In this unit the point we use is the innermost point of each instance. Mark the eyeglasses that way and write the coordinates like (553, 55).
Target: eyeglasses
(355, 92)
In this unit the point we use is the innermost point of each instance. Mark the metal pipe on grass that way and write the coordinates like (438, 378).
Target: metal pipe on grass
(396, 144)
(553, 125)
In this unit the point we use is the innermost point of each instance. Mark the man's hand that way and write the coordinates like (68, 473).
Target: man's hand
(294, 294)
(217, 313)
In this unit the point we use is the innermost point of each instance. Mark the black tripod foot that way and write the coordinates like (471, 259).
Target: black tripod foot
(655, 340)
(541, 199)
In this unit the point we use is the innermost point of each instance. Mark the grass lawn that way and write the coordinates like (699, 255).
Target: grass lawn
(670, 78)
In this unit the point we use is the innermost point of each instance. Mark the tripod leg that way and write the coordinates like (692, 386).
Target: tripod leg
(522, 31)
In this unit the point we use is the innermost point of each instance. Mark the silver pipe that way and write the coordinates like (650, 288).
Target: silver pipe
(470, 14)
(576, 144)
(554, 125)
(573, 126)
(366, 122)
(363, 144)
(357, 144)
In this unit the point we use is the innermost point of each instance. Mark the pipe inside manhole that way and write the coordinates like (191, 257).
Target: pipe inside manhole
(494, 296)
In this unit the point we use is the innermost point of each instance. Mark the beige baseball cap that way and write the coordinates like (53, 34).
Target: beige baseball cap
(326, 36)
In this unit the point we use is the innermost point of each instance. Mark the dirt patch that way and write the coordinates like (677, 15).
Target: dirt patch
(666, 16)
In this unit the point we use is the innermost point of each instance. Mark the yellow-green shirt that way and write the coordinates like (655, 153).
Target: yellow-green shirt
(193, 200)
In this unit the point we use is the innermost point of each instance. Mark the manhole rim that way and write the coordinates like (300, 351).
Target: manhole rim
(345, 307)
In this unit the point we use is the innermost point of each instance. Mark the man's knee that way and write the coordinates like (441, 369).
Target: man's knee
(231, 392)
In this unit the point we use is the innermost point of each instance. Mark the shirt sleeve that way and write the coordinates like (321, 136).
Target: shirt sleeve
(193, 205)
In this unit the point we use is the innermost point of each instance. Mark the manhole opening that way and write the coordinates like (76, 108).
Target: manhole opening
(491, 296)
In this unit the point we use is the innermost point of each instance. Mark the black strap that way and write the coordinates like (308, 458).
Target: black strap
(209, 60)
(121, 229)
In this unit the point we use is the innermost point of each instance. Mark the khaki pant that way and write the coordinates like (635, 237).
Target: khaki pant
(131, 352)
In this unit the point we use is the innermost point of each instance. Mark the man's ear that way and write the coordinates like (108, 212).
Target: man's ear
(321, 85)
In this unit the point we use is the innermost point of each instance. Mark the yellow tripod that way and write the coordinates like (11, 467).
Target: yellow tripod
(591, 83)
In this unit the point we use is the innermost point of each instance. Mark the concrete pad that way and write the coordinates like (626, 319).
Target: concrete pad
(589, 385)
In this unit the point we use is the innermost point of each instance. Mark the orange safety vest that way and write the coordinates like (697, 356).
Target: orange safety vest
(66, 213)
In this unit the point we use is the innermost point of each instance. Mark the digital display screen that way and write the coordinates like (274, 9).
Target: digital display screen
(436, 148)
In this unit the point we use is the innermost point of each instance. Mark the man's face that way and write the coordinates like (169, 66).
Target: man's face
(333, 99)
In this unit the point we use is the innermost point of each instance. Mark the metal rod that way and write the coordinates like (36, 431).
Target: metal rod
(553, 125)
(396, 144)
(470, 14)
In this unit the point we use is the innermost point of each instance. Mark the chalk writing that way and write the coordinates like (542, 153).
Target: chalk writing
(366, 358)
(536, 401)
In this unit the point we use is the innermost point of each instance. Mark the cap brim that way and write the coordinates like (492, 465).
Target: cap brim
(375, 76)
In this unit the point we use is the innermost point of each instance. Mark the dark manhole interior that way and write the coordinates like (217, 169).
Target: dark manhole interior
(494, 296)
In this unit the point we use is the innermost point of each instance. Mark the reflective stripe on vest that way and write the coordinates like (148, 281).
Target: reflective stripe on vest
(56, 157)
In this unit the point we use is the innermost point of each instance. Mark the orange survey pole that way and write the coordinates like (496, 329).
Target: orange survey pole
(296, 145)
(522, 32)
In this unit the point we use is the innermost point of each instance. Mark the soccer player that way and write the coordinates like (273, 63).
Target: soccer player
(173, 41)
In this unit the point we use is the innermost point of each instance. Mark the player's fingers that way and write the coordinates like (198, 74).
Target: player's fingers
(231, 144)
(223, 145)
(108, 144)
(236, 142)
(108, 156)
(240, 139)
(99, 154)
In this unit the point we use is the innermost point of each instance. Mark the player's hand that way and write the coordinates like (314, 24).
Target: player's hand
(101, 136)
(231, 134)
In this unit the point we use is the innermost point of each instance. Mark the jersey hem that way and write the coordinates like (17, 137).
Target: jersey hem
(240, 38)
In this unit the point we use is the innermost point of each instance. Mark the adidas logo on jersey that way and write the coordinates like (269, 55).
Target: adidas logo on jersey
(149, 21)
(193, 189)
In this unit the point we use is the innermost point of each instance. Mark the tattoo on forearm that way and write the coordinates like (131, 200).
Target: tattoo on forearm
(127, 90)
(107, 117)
· · · · · · ·
● Written request: Give back exactly the lines from the line holding "like (198, 74)." through the last line of the listing, including both.

● Exercise result:
In this unit the point we use is the innermost point of each instance. Mark the player's fingers that way and write the coordinates like (198, 74).
Target: player's fingers
(231, 144)
(223, 145)
(108, 144)
(236, 142)
(108, 156)
(240, 139)
(99, 154)
In this unit the point we use is the innermost point of each instance. Mark the player's hand that way and write the coordinates like (314, 24).
Target: player's hand
(101, 136)
(231, 134)
In this unit the point we use is the innermost point of each instance. Mark the jersey hem that way and write the coordinates like (17, 137).
Target: jersey hem
(240, 38)
In this unit the point we use is the innermost point of each instance. Mark the adidas logo on jersey that way and write the coordinates like (269, 55).
Target: adidas logo on jersey
(149, 21)
(193, 189)
In this unit the point we use is the innermost point of each instance. Mark the tattoo on forearm that way and write the coordinates like (131, 200).
Target: tattoo on forearm
(127, 90)
(107, 117)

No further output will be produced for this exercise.